▸ **Exercise aim**
According to the review of After Language, in what year did Spicer's Language reach Vincent in Nigeria?

▸ **Selected excerpt**
Stephen Vincent writes to Jack Spicer

Stephen Vincent. After Language: Letters to Jack Spicer (BlazeVOX [books] 2011).

After Language is an act of homage that also seeks to take some of Jack Spicer’s interventions into conventional lyric poetics further along the lines he laid out in both his After Lorca & Language, the latter of which had a huge impact on Vincent when it first appeared in 1965, & reached Vincent in Nigeria in 1966. Interestingly, Vincent has just about reversed Spicer’s mix of poetry & prose in After Lorca in his response to Spicer: After Language is mostly prose, the ‘letters’ addressed to Spicer, plus a fascinating ‘A Walk Toward Spicer – An Introduction,’ in which Vincent carries out in prose a central part of his poetics (as demonstrated in his earlier books, Walking (1993) & Walking Theory (2007).

Vincent’s Introduction, then, takes him & his readers ‘toward’ Spicer by carefully denoting the spaces in San Francisco he inhabited & Vincent now walks through, describing both geography & history. Vincent’s descriptions are full & complex perceptions that also metaphorically connect to the life he is slowly gaining ground on, as in this take on the beach at Aquatic Park:

The thin sand beach is partially covered with large gray-and-black stones, remnants from the construction of the sea wall and breakwater. Their odd wet shapes, some full of myriad angles and planes, were once broken apart by steam shovel, sledge hammers, picks. Directly in front of us a number of the stones are precariously balanced, one on one – sometimes there are three – standing end upon end, creating improbable geometric figures, a feather-touch from falling.

He will later introduce the man who creates these fragile figures, & then, as he walks further into the sites of Spicer’s life, the full text will slowly comprehend a similar fragility in that poet, & thus how easily he was broken down.

▸ **Material shown**

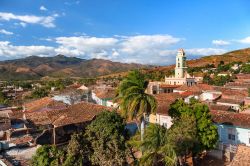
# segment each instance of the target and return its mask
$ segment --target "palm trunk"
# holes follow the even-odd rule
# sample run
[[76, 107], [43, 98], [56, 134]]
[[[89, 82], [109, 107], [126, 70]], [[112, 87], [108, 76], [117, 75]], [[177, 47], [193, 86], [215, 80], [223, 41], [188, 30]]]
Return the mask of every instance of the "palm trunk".
[[145, 121], [144, 121], [144, 117], [142, 117], [141, 118], [141, 141], [143, 141], [144, 131], [145, 131]]

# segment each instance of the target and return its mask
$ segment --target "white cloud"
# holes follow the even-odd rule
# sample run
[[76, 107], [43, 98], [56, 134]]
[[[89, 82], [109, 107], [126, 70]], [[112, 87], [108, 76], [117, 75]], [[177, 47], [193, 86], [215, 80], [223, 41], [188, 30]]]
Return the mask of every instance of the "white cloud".
[[5, 29], [0, 29], [0, 33], [4, 34], [4, 35], [13, 35], [13, 32], [7, 31]]
[[212, 44], [217, 45], [217, 46], [225, 46], [225, 45], [229, 45], [231, 43], [228, 41], [225, 41], [225, 40], [213, 40]]
[[39, 8], [41, 11], [47, 11], [48, 9], [45, 6], [40, 6]]
[[238, 42], [240, 42], [242, 44], [250, 44], [250, 36], [248, 36], [244, 39], [238, 40]]
[[14, 46], [9, 41], [0, 41], [2, 59], [23, 58], [27, 56], [53, 56], [56, 52], [49, 46]]
[[15, 15], [13, 13], [0, 12], [0, 21], [17, 20], [20, 21], [22, 26], [26, 26], [26, 24], [40, 24], [47, 28], [54, 28], [56, 26], [54, 21], [57, 16]]
[[[0, 57], [9, 59], [29, 55], [53, 56], [63, 54], [83, 59], [102, 58], [112, 61], [144, 64], [172, 64], [175, 62], [177, 44], [182, 38], [170, 35], [136, 35], [114, 37], [57, 37], [49, 38], [57, 46], [14, 46], [9, 42], [0, 44]], [[174, 48], [173, 48], [174, 46]], [[224, 49], [185, 49], [189, 59], [211, 54], [222, 54]]]
[[185, 52], [193, 58], [198, 58], [207, 55], [220, 55], [226, 53], [227, 50], [219, 48], [192, 48], [186, 49]]

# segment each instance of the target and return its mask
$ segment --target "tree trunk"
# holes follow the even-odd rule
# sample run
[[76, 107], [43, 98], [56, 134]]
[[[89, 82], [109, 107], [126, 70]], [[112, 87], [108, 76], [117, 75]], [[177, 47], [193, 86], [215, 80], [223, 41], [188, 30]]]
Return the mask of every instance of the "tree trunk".
[[144, 131], [145, 131], [145, 121], [144, 118], [141, 118], [141, 141], [143, 141], [143, 137], [144, 137]]

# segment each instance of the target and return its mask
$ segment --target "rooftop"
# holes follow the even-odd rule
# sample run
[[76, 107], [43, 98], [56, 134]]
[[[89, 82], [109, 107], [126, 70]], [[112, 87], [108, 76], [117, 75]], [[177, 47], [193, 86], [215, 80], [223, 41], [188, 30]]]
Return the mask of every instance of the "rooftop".
[[217, 103], [242, 104], [243, 100], [220, 98]]
[[234, 125], [242, 128], [250, 128], [250, 115], [230, 111], [210, 110], [215, 123]]
[[38, 100], [24, 104], [25, 112], [41, 112], [54, 109], [65, 109], [67, 105], [60, 101], [55, 101], [50, 97], [44, 97]]
[[190, 91], [190, 92], [203, 92], [207, 90], [214, 90], [214, 87], [208, 84], [196, 84], [193, 86], [182, 85], [181, 87], [177, 88], [176, 90], [179, 91]]
[[104, 110], [111, 111], [112, 109], [102, 105], [81, 102], [71, 105], [67, 109], [61, 111], [49, 111], [47, 112], [47, 116], [50, 118], [54, 126], [59, 127], [69, 124], [89, 122]]

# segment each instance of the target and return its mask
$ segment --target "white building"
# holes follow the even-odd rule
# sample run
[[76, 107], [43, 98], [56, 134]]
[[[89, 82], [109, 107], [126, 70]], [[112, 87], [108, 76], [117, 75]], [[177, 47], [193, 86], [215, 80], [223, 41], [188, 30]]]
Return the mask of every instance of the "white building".
[[147, 93], [173, 93], [174, 89], [181, 85], [193, 86], [197, 80], [187, 73], [186, 56], [183, 49], [180, 49], [176, 56], [175, 75], [165, 77], [165, 82], [150, 82], [148, 85]]
[[169, 85], [188, 85], [196, 84], [195, 77], [187, 73], [186, 56], [183, 49], [179, 49], [176, 56], [175, 75], [165, 77], [165, 83]]

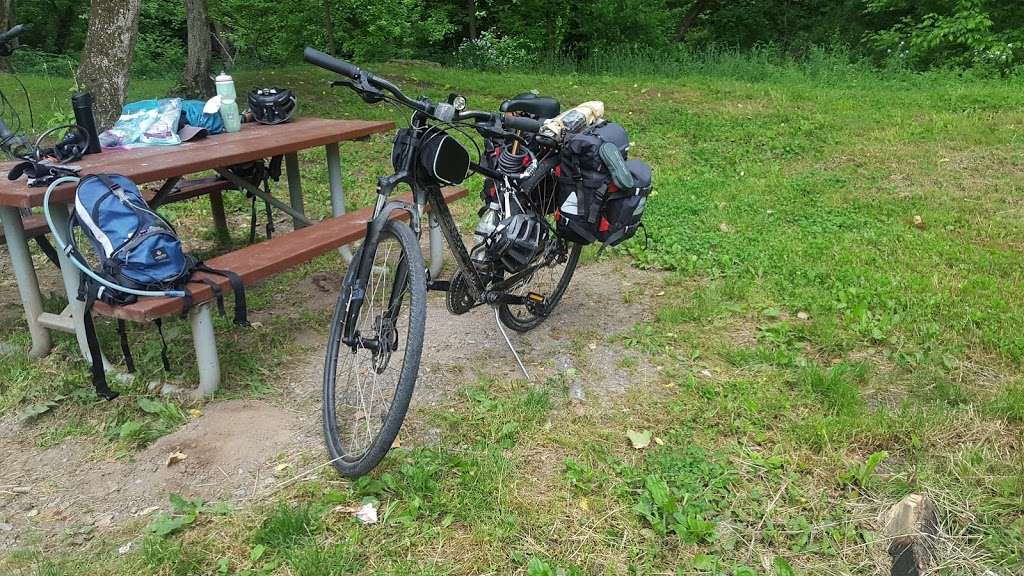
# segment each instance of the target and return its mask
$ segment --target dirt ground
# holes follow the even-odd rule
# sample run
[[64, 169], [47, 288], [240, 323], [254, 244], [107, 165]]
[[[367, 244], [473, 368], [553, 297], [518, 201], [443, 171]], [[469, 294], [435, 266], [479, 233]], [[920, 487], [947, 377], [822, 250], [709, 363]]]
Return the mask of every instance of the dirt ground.
[[[309, 292], [301, 301], [331, 305], [334, 296], [326, 294], [331, 285], [315, 278], [301, 282], [299, 289]], [[651, 314], [660, 287], [658, 274], [622, 259], [578, 270], [552, 318], [528, 334], [509, 331], [531, 382], [567, 381], [572, 401], [586, 406], [612, 401], [630, 385], [652, 378], [652, 368], [642, 360], [629, 368], [621, 365], [624, 356], [638, 355], [630, 355], [613, 336]], [[13, 287], [5, 285], [2, 292], [5, 300], [16, 298]], [[0, 420], [0, 551], [57, 534], [93, 537], [145, 521], [158, 507], [167, 507], [171, 493], [245, 506], [299, 477], [334, 477], [322, 463], [319, 431], [326, 334], [300, 336], [308, 352], [281, 371], [287, 379], [273, 382], [282, 394], [210, 402], [200, 407], [202, 415], [132, 458], [97, 455], [94, 440], [71, 439], [40, 449], [16, 418]], [[568, 376], [553, 380], [560, 372]], [[431, 294], [420, 378], [402, 441], [440, 440], [436, 430], [420, 425], [418, 408], [444, 402], [479, 378], [521, 377], [492, 308], [456, 317], [445, 310], [443, 294]], [[186, 458], [168, 465], [175, 452]]]

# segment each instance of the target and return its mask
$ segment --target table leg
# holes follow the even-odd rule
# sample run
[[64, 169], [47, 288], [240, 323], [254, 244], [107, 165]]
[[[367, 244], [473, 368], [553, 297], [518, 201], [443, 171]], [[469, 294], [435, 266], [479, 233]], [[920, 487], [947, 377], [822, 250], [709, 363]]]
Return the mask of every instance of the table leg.
[[217, 357], [217, 340], [213, 332], [213, 316], [210, 302], [193, 308], [189, 313], [193, 327], [193, 343], [196, 345], [196, 364], [199, 366], [199, 388], [197, 398], [213, 396], [220, 385], [220, 359]]
[[444, 235], [437, 216], [430, 212], [430, 278], [437, 280], [444, 268]]
[[224, 196], [220, 191], [210, 193], [210, 212], [213, 213], [213, 229], [217, 234], [217, 240], [221, 242], [230, 240], [231, 235], [227, 232], [227, 214], [224, 212]]
[[[299, 155], [297, 153], [285, 155], [285, 171], [288, 172], [288, 196], [292, 202], [292, 208], [305, 214], [306, 210], [302, 205], [302, 178], [299, 176]], [[299, 230], [307, 224], [298, 218], [292, 218], [292, 225], [295, 230]]]
[[[345, 187], [341, 179], [341, 152], [338, 142], [329, 143], [327, 149], [327, 175], [331, 186], [331, 213], [340, 216], [345, 213]], [[352, 261], [352, 250], [348, 246], [338, 248], [345, 263]]]
[[22, 297], [22, 305], [25, 306], [25, 319], [29, 323], [29, 333], [32, 334], [29, 356], [40, 358], [50, 352], [50, 333], [39, 323], [39, 316], [43, 314], [43, 297], [39, 293], [39, 279], [29, 252], [22, 214], [17, 208], [0, 206], [0, 219], [3, 220], [3, 233], [11, 268], [14, 269], [14, 279], [17, 281], [17, 291]]
[[[68, 230], [70, 220], [69, 209], [69, 206], [56, 206], [50, 211], [50, 216], [53, 218], [53, 225], [56, 227], [56, 230]], [[85, 339], [85, 324], [83, 324], [85, 302], [78, 299], [78, 287], [81, 283], [82, 273], [75, 268], [75, 264], [71, 263], [68, 255], [62, 251], [58, 251], [57, 256], [60, 260], [60, 276], [63, 277], [65, 293], [68, 294], [67, 311], [71, 313], [72, 325], [75, 327], [75, 337], [78, 339], [78, 347], [82, 352], [82, 358], [85, 358], [88, 362], [92, 362], [92, 356], [89, 355], [89, 343]], [[102, 361], [103, 369], [111, 370], [111, 363], [105, 357]]]
[[282, 212], [288, 214], [289, 216], [292, 216], [293, 218], [297, 218], [300, 222], [306, 225], [313, 223], [312, 220], [307, 218], [305, 214], [297, 211], [295, 208], [292, 208], [290, 204], [286, 204], [285, 202], [282, 202], [281, 200], [278, 200], [273, 196], [270, 196], [269, 194], [263, 192], [262, 190], [259, 189], [258, 186], [255, 186], [252, 182], [247, 182], [246, 180], [240, 178], [237, 174], [232, 173], [230, 170], [224, 168], [216, 168], [216, 171], [221, 176], [224, 176], [224, 178], [226, 178], [227, 181], [239, 187], [239, 190], [244, 190], [246, 192], [252, 193], [256, 198], [269, 202], [270, 205], [273, 206], [274, 208], [281, 210]]

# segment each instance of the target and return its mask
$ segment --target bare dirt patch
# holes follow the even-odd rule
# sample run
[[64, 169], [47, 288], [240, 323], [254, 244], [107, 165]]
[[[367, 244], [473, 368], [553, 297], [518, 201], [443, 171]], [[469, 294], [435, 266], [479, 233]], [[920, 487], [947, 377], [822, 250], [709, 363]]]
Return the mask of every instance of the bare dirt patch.
[[[311, 275], [300, 282], [308, 310], [330, 307], [335, 294], [325, 290], [337, 278]], [[578, 404], [606, 402], [635, 383], [653, 377], [642, 359], [627, 368], [623, 336], [653, 314], [653, 294], [663, 287], [658, 273], [632, 268], [627, 260], [583, 266], [562, 303], [528, 334], [508, 331], [535, 385], [571, 379], [582, 390]], [[629, 298], [624, 294], [629, 293]], [[627, 301], [628, 300], [628, 301]], [[436, 442], [422, 429], [418, 409], [436, 405], [467, 383], [522, 375], [495, 325], [494, 312], [481, 307], [451, 316], [443, 294], [428, 303], [426, 344], [404, 440]], [[145, 520], [154, 506], [167, 507], [171, 493], [207, 500], [245, 501], [267, 493], [298, 471], [304, 455], [317, 464], [319, 388], [326, 328], [303, 333], [308, 354], [281, 371], [282, 396], [270, 401], [229, 400], [203, 407], [203, 414], [161, 438], [133, 458], [102, 454], [102, 442], [70, 439], [46, 449], [9, 417], [0, 422], [0, 551], [41, 535], [101, 533]], [[305, 347], [305, 346], [304, 346]], [[572, 371], [568, 372], [571, 368]], [[568, 377], [555, 379], [560, 374]], [[423, 433], [423, 434], [421, 434]], [[186, 458], [168, 465], [168, 456]], [[292, 463], [284, 471], [280, 464]], [[67, 537], [67, 536], [65, 536]], [[88, 536], [92, 537], [92, 536]]]

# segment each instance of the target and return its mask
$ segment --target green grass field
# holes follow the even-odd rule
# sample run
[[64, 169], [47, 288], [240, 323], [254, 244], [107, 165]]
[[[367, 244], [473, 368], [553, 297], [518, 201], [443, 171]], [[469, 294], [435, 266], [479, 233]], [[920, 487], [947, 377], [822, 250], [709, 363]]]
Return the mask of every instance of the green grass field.
[[[449, 441], [395, 449], [359, 482], [326, 475], [247, 509], [191, 509], [190, 526], [124, 556], [109, 538], [28, 544], [0, 572], [876, 574], [876, 517], [912, 492], [941, 510], [939, 573], [1024, 571], [1024, 83], [828, 63], [656, 77], [376, 71], [434, 97], [463, 92], [473, 108], [529, 89], [606, 102], [654, 167], [650, 243], [611, 257], [670, 271], [655, 318], [627, 338], [657, 381], [582, 413], [557, 382], [467, 381], [420, 409]], [[327, 79], [308, 67], [240, 75], [297, 88], [305, 115], [400, 119]], [[65, 99], [63, 80], [26, 81]], [[167, 86], [137, 83], [132, 95]], [[352, 206], [368, 202], [388, 147], [345, 149]], [[322, 154], [303, 162], [326, 210]], [[173, 209], [188, 227], [206, 208]], [[472, 209], [460, 208], [467, 222]], [[285, 301], [318, 265], [251, 305]], [[595, 305], [628, 295], [609, 298]], [[20, 346], [18, 312], [0, 339]], [[222, 397], [275, 394], [303, 317], [273, 323], [244, 334], [223, 324]], [[188, 347], [176, 346], [182, 366]], [[151, 374], [157, 349], [143, 348]], [[81, 387], [88, 371], [73, 353], [61, 340], [38, 363], [2, 357], [0, 411]], [[144, 397], [135, 386], [127, 396]], [[57, 403], [34, 424], [41, 445], [81, 437], [130, 455], [184, 419], [81, 395]], [[126, 422], [137, 424], [124, 434]], [[658, 442], [636, 450], [629, 429]], [[380, 503], [381, 524], [333, 511], [365, 499]]]

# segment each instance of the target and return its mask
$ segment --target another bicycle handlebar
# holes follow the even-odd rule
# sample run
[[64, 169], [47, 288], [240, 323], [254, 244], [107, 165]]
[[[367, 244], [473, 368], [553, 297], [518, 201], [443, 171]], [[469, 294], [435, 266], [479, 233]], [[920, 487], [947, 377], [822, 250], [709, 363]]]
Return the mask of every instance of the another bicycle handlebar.
[[[413, 99], [388, 80], [376, 76], [370, 71], [362, 70], [350, 61], [336, 58], [315, 48], [309, 47], [303, 50], [302, 55], [309, 64], [345, 77], [350, 82], [343, 82], [342, 84], [348, 85], [356, 91], [366, 90], [367, 87], [373, 87], [378, 90], [387, 90], [398, 101], [404, 104], [413, 110], [423, 112], [429, 116], [434, 115], [434, 106], [430, 104], [430, 101], [426, 99]], [[456, 115], [456, 120], [479, 120], [490, 124], [500, 123], [505, 129], [520, 130], [530, 133], [539, 132], [544, 122], [543, 120], [534, 120], [531, 118], [521, 116], [506, 116], [501, 113], [474, 111], [459, 113]]]

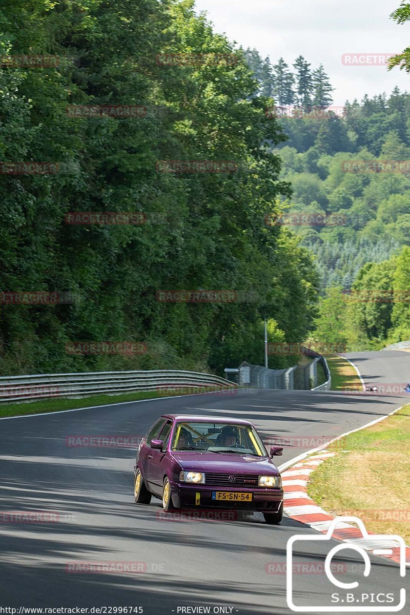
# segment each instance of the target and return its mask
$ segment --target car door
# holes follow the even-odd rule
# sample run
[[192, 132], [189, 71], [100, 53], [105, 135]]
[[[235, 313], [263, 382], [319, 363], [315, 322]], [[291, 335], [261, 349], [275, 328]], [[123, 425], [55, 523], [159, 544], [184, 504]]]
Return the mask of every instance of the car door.
[[137, 455], [136, 462], [141, 470], [143, 478], [148, 485], [148, 476], [150, 472], [151, 462], [152, 461], [152, 449], [149, 446], [151, 440], [156, 440], [159, 435], [159, 432], [167, 422], [167, 419], [161, 417], [152, 426], [148, 432], [146, 438], [143, 441]]
[[171, 433], [172, 421], [167, 421], [161, 429], [159, 435], [152, 439], [162, 440], [164, 444], [162, 450], [160, 451], [157, 448], [151, 448], [149, 453], [151, 459], [149, 464], [147, 465], [147, 472], [146, 480], [148, 483], [148, 488], [153, 493], [162, 493], [162, 479], [164, 477], [164, 461], [166, 454], [168, 441]]

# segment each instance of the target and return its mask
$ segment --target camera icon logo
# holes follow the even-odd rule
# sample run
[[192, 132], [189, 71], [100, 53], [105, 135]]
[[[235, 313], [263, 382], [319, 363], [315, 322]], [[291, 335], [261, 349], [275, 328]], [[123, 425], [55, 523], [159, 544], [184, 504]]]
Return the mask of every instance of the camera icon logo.
[[[350, 522], [357, 524], [362, 535], [361, 539], [350, 539], [349, 542], [344, 542], [336, 546], [331, 547], [329, 541], [331, 541], [333, 533], [336, 526], [342, 523], [343, 527], [351, 527], [346, 525]], [[309, 541], [309, 542], [307, 542]], [[327, 542], [326, 542], [327, 541]], [[322, 604], [303, 605], [296, 604], [299, 602], [301, 596], [306, 595], [303, 590], [298, 591], [295, 589], [295, 577], [293, 571], [294, 556], [295, 552], [299, 551], [299, 558], [301, 553], [307, 552], [309, 544], [315, 543], [315, 547], [312, 545], [312, 552], [317, 554], [318, 561], [321, 557], [325, 558], [324, 571], [325, 576], [320, 579], [320, 587], [315, 593], [317, 601]], [[323, 535], [312, 536], [311, 534], [296, 534], [288, 541], [286, 546], [286, 601], [291, 610], [296, 613], [397, 613], [401, 611], [406, 605], [406, 590], [404, 587], [400, 590], [383, 591], [383, 588], [377, 592], [371, 592], [369, 588], [365, 586], [365, 582], [368, 579], [370, 582], [371, 577], [371, 563], [368, 552], [374, 555], [391, 555], [392, 549], [399, 549], [400, 577], [406, 576], [406, 544], [403, 539], [396, 534], [380, 534], [369, 535], [365, 525], [361, 519], [356, 517], [338, 517], [334, 519], [327, 533]], [[313, 551], [313, 549], [315, 549]], [[363, 577], [358, 581], [355, 580], [353, 574], [353, 568], [358, 569], [355, 564], [352, 566], [352, 571], [345, 575], [344, 582], [337, 579], [333, 574], [332, 560], [341, 552], [345, 551], [345, 557], [349, 561], [352, 560], [352, 550], [358, 554], [364, 563]], [[340, 560], [339, 560], [340, 561]], [[360, 563], [362, 564], [363, 563]], [[337, 566], [336, 566], [337, 568]], [[357, 570], [355, 570], [357, 572]], [[356, 575], [357, 576], [358, 574]], [[353, 579], [353, 580], [352, 580]], [[359, 583], [358, 581], [360, 581]], [[380, 587], [380, 580], [376, 579], [376, 584]], [[313, 584], [313, 581], [312, 581]], [[373, 580], [374, 587], [375, 580]], [[335, 589], [336, 588], [336, 589]], [[327, 599], [326, 599], [327, 598]], [[326, 603], [329, 603], [326, 604]]]

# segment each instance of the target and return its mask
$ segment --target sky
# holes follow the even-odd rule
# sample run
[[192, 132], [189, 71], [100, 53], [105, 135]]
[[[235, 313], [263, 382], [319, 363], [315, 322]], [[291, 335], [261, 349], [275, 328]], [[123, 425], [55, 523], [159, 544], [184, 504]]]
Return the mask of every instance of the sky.
[[[388, 94], [395, 85], [410, 91], [409, 75], [398, 68], [388, 72], [381, 63], [382, 56], [410, 46], [410, 22], [398, 25], [390, 18], [400, 3], [196, 0], [195, 4], [197, 12], [208, 12], [217, 32], [225, 33], [238, 45], [258, 49], [263, 58], [269, 55], [273, 64], [282, 57], [291, 66], [299, 55], [312, 69], [323, 64], [335, 88], [333, 105], [342, 106], [366, 93]], [[373, 59], [374, 55], [379, 59]]]

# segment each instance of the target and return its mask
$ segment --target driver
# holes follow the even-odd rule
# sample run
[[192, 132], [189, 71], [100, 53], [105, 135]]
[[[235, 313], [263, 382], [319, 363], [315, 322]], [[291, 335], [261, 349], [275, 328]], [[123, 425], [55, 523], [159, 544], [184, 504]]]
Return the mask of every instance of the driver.
[[222, 446], [236, 446], [238, 444], [238, 433], [234, 427], [227, 426], [221, 430]]
[[178, 448], [186, 448], [192, 446], [193, 444], [192, 437], [189, 432], [184, 427], [182, 427], [179, 432], [179, 437], [178, 440]]

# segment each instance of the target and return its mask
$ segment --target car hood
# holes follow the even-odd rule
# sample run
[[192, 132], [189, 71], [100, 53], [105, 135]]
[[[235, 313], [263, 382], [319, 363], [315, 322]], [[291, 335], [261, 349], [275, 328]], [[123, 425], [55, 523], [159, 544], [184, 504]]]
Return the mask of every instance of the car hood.
[[274, 462], [268, 457], [251, 457], [246, 454], [223, 454], [219, 453], [173, 451], [172, 456], [183, 470], [221, 474], [278, 474]]

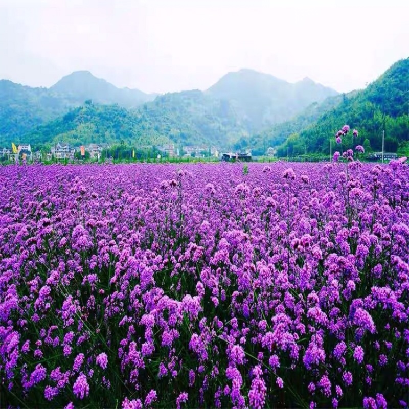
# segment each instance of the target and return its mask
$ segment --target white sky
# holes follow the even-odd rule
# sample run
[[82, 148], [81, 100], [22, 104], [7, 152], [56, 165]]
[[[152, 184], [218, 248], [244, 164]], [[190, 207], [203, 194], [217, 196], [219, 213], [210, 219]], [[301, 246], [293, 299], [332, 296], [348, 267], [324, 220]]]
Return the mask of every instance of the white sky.
[[32, 86], [86, 70], [203, 89], [249, 68], [347, 92], [408, 57], [407, 0], [0, 0], [0, 78]]

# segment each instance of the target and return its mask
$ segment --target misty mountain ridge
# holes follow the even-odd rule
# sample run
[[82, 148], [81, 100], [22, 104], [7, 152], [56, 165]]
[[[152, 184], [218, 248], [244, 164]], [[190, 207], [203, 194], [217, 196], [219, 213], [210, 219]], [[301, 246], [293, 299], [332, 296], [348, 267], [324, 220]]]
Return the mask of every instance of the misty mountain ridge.
[[156, 96], [156, 94], [145, 94], [139, 89], [117, 88], [87, 71], [75, 71], [63, 77], [49, 91], [65, 96], [74, 103], [82, 104], [91, 99], [98, 104], [118, 104], [125, 108], [136, 108]]
[[308, 78], [291, 83], [247, 69], [228, 73], [206, 92], [230, 101], [252, 132], [289, 120], [313, 102], [338, 94]]

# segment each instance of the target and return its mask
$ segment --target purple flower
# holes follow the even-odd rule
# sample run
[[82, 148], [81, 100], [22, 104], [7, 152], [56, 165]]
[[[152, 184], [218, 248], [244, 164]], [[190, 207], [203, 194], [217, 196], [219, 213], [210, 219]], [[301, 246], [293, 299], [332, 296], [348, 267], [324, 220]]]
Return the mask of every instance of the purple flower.
[[377, 409], [376, 402], [373, 398], [365, 397], [362, 406], [364, 409]]
[[288, 168], [288, 169], [286, 169], [283, 173], [283, 177], [284, 179], [293, 180], [296, 178], [296, 174], [294, 173], [292, 168]]
[[141, 399], [129, 400], [125, 398], [122, 402], [122, 409], [142, 409], [142, 402]]
[[373, 334], [376, 328], [372, 317], [369, 313], [361, 308], [358, 308], [354, 315], [354, 324], [360, 327], [363, 329], [368, 330], [371, 334]]
[[364, 153], [365, 152], [365, 149], [363, 149], [363, 147], [360, 145], [357, 145], [355, 147], [355, 150], [362, 153]]
[[354, 358], [358, 363], [363, 360], [363, 349], [361, 346], [356, 347], [354, 351]]
[[345, 125], [342, 127], [342, 133], [344, 135], [346, 135], [349, 132], [349, 126]]
[[83, 399], [86, 396], [88, 396], [89, 393], [89, 385], [86, 376], [81, 374], [78, 376], [75, 381], [73, 388], [74, 394], [80, 399]]
[[102, 369], [106, 369], [108, 366], [108, 356], [105, 352], [102, 352], [97, 357], [96, 359], [97, 363], [102, 368]]
[[230, 359], [237, 365], [241, 365], [244, 360], [244, 351], [240, 345], [233, 345], [230, 351]]
[[280, 368], [280, 358], [275, 354], [272, 355], [270, 357], [270, 358], [268, 360], [268, 363], [270, 364], [270, 366], [271, 368], [275, 369], [277, 368]]
[[151, 389], [145, 398], [145, 405], [150, 406], [152, 403], [156, 401], [157, 399], [156, 391], [154, 389]]
[[248, 402], [253, 409], [262, 409], [265, 404], [267, 388], [264, 381], [260, 378], [255, 378], [252, 381], [252, 387], [248, 392]]
[[177, 409], [180, 409], [180, 403], [188, 401], [189, 395], [187, 392], [182, 392], [176, 398], [176, 406]]
[[342, 374], [342, 380], [347, 386], [351, 386], [352, 384], [352, 374], [348, 371], [345, 372]]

▸ **Response to the exercise**
1966